3. Lists
A list organizes data in a collection of items, think of a regular array, but with more options that are abstracted away from the developer.
Abstract Data Type: List
Data:
- A collection of objects in a specific order and having the same data type.
- The number of objects in the collection.
| Pseudocode | UML | Description |
|---|---|---|
add(entry) |
+add(entry: T): void |
Adds a new entry to the end of the list. |
add(position, entry) |
+add(position: integer, entry: T): void |
Adds a new entry at a specific position. |
remove(position) |
+remove(position: integer): T |
Removes an entry at a position and returns it. |
clear() |
+clear(): void |
Removes all entries from the list. |
set(position, entry) |
+set(position: integer, entry: T): T |
Replaces the entry at position with the new entry. |
get(position) |
+get(position: integer): T |
Returns the entry at position. |
toArray() |
+toArray: T[] |
Returns an array of the list. |
contains(entry) |
+contains(entry: T): boolean |
Checks if list contains entry. |
length() |
+length(): integer |
Returns the length of the list. |
isEmpty() |
+isEmpty(): boolean |
Dectects whether the list is empty. |
Interface of the ADT List
public interface ListInterface<T> {
/** Adds a new entry to the end of this list. Entries currently in the list are unaffected. The list's size is increased by 1.
------------------------------------
_SHORT PROBLEM 1_: Translate this sentence from the page on lists into Spanish: "Removes an entry at a position and returns it."
------------------------------------
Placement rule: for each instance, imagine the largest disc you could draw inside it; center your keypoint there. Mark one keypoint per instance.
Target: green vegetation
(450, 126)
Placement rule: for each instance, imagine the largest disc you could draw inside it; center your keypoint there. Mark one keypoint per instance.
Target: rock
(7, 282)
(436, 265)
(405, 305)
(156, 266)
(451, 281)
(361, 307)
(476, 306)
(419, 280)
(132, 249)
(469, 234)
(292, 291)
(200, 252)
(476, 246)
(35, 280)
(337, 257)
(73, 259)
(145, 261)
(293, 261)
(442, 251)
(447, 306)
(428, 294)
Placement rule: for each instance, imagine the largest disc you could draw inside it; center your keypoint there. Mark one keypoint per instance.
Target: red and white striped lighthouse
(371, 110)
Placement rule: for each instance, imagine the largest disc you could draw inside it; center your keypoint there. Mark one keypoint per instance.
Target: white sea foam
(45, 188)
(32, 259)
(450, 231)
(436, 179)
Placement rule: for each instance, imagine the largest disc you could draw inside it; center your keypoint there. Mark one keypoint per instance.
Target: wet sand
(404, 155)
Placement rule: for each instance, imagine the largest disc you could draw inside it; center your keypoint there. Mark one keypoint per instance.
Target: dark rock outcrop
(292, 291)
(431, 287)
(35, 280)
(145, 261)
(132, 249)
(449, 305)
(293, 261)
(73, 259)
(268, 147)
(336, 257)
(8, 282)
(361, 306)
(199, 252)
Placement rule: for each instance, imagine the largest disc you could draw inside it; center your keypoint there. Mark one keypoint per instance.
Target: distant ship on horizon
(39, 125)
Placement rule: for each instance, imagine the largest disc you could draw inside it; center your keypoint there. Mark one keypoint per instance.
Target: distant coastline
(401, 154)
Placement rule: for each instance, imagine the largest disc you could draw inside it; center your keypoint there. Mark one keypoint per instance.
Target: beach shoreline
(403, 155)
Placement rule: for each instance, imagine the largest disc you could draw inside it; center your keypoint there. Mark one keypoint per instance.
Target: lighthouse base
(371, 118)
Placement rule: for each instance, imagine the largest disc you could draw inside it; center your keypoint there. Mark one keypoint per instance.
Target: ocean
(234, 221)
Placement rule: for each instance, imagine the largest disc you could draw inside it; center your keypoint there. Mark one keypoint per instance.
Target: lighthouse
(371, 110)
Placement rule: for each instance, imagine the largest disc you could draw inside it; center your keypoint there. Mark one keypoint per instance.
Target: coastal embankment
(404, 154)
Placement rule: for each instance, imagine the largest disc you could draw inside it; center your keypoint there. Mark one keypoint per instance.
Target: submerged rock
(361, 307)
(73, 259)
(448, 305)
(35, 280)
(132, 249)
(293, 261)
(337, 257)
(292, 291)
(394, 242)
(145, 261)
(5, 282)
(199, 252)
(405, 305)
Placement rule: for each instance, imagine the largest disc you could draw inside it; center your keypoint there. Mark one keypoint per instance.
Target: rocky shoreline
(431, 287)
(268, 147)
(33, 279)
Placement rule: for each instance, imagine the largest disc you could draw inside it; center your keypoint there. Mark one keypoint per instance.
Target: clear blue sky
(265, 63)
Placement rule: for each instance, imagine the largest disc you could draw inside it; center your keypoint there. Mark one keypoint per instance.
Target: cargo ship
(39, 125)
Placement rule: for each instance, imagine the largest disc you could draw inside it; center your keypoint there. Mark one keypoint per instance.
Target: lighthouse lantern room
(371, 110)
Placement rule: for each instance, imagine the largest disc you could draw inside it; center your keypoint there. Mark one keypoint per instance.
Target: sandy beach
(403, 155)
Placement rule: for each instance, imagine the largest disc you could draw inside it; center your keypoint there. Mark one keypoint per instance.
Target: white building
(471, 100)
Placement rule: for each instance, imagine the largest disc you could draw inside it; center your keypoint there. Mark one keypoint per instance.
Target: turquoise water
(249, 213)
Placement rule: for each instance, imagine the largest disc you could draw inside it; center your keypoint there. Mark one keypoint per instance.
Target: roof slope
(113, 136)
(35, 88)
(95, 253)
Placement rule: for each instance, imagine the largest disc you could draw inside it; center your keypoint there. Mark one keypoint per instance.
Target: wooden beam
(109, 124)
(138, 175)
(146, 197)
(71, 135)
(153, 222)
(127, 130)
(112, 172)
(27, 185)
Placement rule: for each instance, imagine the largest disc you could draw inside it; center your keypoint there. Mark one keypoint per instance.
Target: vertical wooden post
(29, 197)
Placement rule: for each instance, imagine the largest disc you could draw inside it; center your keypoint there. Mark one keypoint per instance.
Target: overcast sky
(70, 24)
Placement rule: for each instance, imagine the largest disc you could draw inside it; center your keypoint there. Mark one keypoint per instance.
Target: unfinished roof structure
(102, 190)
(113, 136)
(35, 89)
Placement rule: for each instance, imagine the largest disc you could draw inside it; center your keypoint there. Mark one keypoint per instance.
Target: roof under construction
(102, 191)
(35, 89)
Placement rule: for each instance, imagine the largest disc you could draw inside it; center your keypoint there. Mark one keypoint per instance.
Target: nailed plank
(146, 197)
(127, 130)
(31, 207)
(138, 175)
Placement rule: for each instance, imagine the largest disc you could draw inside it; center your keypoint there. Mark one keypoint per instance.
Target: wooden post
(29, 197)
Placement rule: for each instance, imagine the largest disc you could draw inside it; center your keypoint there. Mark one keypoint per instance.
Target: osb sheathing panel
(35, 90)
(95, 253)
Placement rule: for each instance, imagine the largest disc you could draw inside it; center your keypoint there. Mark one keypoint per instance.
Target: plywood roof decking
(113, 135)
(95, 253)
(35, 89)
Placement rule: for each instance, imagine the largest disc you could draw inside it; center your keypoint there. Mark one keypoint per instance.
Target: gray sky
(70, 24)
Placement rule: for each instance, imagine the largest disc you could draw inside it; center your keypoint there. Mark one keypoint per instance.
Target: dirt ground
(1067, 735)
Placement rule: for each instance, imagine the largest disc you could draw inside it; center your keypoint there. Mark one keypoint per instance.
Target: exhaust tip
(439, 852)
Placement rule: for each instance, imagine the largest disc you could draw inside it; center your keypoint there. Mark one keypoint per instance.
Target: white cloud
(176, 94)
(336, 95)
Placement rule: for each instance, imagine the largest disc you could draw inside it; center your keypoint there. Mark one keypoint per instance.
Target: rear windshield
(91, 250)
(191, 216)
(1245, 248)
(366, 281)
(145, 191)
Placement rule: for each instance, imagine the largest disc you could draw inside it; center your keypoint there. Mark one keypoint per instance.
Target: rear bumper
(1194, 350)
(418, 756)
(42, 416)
------------------------------------
_SHORT PROBLEM 2_: How many lines in the rows above contain the word "post"? Reply with the number alone.

_PROBLEM SOLUTION 1_: Elimina una entrada en una posición y la devuelve.

_PROBLEM SOLUTION 2_: 2